AVAILABLE RECORDS -
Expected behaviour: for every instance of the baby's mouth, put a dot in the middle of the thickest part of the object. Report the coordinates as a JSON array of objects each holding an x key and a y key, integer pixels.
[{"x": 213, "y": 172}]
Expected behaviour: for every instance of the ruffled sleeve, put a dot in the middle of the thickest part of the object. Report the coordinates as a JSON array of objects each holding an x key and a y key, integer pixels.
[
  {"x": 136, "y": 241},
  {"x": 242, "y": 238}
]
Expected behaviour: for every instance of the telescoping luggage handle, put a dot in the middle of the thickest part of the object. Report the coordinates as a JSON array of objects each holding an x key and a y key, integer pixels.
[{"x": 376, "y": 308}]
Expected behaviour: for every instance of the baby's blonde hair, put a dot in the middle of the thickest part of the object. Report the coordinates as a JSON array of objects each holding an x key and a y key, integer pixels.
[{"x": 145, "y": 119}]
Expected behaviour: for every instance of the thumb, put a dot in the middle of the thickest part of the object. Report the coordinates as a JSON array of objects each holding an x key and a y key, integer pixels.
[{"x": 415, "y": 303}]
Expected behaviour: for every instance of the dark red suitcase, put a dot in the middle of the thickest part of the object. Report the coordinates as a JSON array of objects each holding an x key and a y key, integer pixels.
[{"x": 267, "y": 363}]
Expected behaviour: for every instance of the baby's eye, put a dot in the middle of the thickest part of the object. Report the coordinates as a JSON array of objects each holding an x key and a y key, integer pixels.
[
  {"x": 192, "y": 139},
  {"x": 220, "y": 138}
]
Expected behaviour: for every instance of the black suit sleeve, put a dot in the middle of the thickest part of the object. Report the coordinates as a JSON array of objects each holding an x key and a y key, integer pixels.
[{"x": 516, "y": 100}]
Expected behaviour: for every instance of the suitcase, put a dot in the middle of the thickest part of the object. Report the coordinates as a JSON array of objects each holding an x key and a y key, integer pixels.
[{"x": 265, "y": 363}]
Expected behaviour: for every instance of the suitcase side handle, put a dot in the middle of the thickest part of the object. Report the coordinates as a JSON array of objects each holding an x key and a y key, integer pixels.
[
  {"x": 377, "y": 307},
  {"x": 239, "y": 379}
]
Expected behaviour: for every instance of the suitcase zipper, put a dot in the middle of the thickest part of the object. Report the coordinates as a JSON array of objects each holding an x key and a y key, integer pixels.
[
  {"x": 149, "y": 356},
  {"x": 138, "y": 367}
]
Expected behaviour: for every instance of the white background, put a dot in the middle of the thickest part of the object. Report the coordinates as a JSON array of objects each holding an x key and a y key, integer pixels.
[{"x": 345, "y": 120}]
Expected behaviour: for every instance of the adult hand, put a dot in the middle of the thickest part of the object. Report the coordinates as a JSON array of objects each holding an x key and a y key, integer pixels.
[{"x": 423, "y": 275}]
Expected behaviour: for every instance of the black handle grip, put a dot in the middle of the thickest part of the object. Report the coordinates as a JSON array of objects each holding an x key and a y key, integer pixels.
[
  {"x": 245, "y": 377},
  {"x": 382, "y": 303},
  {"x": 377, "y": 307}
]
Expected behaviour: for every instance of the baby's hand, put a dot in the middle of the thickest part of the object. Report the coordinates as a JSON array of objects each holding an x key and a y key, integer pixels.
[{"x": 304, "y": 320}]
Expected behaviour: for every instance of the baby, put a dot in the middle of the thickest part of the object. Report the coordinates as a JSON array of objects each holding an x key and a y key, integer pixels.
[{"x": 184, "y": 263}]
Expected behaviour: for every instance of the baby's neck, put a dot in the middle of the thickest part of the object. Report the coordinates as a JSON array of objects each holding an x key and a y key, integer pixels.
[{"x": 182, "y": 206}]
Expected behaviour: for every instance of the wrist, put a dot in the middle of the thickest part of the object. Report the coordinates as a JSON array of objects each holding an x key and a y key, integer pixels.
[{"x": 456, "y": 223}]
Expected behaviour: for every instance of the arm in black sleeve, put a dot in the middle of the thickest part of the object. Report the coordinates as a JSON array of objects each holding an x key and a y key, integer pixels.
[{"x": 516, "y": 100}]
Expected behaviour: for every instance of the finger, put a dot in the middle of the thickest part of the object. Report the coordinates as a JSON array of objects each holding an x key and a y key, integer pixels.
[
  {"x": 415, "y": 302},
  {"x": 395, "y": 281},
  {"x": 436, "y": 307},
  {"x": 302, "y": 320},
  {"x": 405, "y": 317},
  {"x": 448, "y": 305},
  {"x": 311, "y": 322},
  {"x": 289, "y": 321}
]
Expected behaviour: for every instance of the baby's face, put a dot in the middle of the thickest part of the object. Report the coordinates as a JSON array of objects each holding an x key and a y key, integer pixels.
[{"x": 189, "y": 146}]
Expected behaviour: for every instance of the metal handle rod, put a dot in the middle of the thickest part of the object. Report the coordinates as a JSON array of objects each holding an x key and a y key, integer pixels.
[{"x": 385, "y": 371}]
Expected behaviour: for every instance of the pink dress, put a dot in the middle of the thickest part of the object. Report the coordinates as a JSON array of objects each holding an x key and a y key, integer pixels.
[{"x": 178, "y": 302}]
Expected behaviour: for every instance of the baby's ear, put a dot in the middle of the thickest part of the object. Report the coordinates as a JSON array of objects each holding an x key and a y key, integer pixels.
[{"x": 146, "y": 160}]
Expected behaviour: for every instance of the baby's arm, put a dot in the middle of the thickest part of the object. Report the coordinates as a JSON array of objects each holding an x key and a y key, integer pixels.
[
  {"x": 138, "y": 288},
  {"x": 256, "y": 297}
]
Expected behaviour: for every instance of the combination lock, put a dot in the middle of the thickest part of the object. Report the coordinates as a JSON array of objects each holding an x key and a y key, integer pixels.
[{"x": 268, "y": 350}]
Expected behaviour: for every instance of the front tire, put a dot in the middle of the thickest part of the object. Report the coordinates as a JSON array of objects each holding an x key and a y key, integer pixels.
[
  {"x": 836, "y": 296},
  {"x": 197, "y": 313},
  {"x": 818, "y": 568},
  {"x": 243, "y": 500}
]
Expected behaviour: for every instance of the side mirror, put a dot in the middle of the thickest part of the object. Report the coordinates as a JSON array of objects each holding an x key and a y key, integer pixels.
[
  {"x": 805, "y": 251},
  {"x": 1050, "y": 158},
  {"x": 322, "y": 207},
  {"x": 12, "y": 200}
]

EXERCISE BRIEF - Locate the line that contains "Expected behaviour: for every instance of the combination", then please quote it and every line after it to the end of the entries above, exactly and with nothing else.

EXERCISE ANSWER -
Expected behaviour: for every instance of the combination lock, put a dot in the middle of the thickest part of the object. Report the coordinates as a JSON array of objects each holding an x key and a y key, integer pixels.
[{"x": 268, "y": 350}]
Expected behaviour: for every instance of the front tire, put a dot in the middle of the thickest part of the object. Report the coordinates as a JSON array of objects each holding an x key and a y key, integer pixels.
[
  {"x": 836, "y": 296},
  {"x": 197, "y": 313},
  {"x": 818, "y": 568},
  {"x": 243, "y": 500}
]
Expected behaviour: for every instance of the side mirror, put a dot in the middle of the thickest part of the object. Report the coordinates as a JSON array of objects each holding an x key and a y key, integer pixels.
[
  {"x": 805, "y": 251},
  {"x": 1050, "y": 158},
  {"x": 322, "y": 207},
  {"x": 12, "y": 200}
]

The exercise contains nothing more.